▶ **Text block**
---+---
Aug 26, 2011: Final Hurricane Irene Forecast


– Even though the 5-Day Forecast was not changed, the forecast is still valid and was used for this update. The forecast for each part of the area was described in more details below.

– The poll for Irene’s impact in NYC is still open. This poll will close on Saturday afternoon.

– Frequent updates will be posted in this page as well as the tropics page throughout the day tomorrow and on Sunday, which will include any potential changes to the forecast.


Hurricane Irene has been a very difficult storm to forecast up to this point. Constant changes in the model guidance resulted in uncertainty with Irene’s track, and Irene’s unexpected weakening today could result in a slightly better scenario for the East Coast than previously thought. Regardless of these issues with Irene and its forecast, Irene is a very large hurricane with its impacts being felt far away from the center of the storm, and will be the most significant tropical cyclone to affect the area since Hurricane Floyd in 1999.

Latest Information/Forecast For Hurricane Irene

As of NHC’s 8 PM update, Irene is located south of North Carolina with 100 mph sustained winds and a minimum pressure of 950 millibars. Irene is moving to the NNE at 14 mph. Irene’s outer rain bands are currently affecting the eastern half of North Carolina with heavy rain along with isolated tornadoes, and Irene’s center is starting to appear in the North Carolina radar.
---+---
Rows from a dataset
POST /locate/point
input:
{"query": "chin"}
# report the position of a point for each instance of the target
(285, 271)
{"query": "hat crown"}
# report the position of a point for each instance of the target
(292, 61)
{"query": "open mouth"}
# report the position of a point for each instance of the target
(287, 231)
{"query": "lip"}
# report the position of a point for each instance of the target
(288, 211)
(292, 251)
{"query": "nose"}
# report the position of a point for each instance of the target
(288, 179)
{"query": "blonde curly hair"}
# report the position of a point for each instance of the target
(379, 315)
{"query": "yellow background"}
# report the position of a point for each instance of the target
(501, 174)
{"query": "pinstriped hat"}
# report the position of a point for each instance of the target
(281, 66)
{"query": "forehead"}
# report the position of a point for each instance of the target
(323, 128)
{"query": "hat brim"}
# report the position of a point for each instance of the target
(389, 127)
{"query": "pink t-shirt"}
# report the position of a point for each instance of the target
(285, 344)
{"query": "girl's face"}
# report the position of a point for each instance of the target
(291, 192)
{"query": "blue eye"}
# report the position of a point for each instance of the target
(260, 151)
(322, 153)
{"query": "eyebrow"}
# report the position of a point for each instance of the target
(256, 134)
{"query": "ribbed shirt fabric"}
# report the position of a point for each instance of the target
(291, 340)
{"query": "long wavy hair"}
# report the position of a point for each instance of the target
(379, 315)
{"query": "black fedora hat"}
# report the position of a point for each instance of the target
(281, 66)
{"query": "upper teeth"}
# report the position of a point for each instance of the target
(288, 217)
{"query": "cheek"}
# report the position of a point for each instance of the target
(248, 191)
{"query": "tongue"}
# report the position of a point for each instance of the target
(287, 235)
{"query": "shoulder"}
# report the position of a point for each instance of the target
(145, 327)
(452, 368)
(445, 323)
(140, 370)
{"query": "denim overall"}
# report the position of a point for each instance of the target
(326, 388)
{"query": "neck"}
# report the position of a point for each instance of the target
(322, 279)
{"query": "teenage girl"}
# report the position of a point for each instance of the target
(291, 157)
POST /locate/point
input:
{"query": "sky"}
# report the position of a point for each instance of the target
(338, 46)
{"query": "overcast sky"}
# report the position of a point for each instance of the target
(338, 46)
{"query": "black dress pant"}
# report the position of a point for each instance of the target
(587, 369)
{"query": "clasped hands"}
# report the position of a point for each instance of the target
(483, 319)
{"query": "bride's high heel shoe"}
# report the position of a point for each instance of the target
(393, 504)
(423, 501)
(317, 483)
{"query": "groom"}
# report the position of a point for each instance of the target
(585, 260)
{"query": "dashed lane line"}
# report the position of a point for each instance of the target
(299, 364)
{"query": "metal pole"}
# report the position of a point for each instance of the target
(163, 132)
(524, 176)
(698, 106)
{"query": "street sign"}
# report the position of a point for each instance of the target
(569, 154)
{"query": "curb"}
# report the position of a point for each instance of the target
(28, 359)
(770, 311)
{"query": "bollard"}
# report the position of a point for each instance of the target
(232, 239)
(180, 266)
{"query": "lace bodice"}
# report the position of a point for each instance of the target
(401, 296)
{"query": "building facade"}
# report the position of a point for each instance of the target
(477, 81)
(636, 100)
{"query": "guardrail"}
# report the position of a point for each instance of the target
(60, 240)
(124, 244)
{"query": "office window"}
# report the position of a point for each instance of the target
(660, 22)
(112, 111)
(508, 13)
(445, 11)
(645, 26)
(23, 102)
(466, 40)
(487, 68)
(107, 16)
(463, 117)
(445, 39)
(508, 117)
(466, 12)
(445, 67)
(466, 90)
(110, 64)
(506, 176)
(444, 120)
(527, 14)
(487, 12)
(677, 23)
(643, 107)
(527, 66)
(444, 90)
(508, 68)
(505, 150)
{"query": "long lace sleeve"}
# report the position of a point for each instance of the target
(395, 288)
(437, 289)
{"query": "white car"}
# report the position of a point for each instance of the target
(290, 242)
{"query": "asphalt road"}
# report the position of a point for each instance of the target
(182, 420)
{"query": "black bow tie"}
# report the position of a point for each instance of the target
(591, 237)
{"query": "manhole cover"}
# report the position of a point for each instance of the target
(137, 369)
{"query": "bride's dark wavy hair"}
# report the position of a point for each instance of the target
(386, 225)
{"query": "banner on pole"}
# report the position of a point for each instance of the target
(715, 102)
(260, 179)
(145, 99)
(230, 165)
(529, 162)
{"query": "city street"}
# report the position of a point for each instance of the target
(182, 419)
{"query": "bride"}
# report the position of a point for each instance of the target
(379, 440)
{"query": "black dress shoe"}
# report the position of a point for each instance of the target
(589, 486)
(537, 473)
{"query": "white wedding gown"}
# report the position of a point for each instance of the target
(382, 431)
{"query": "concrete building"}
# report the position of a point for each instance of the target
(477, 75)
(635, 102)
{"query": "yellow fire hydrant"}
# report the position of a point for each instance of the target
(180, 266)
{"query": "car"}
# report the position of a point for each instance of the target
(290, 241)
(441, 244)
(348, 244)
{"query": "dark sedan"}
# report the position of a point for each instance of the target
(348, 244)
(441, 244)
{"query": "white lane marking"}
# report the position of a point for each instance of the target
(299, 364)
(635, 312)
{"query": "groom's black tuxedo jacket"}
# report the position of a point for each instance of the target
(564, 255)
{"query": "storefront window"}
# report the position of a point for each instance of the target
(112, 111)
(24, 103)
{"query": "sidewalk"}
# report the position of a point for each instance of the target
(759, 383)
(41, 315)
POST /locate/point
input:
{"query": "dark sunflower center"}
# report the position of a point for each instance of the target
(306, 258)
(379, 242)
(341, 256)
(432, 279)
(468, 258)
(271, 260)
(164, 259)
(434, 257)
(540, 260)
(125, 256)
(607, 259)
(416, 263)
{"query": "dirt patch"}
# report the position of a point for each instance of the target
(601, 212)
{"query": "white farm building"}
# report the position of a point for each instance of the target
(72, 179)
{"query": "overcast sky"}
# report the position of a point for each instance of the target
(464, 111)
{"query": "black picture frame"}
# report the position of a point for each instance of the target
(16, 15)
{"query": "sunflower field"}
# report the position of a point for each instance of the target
---+---
▶ **Stated exercise**
Transcribe the part of the Hurricane Irene forecast that begins at the words "Aug 26, 2011: Final" and stops after "on Saturday afternoon.". The items above are distinct from the Hurricane Irene forecast.

▶ **Exercise result**
Aug 26, 2011: Final Hurricane Irene Forecast


– Even though the 5-Day Forecast was not changed, the forecast is still valid and was used for this update. The forecast for each part of the area was described in more details below.

– The poll for Irene’s impact in NYC is still open. This poll will close on Saturday afternoon.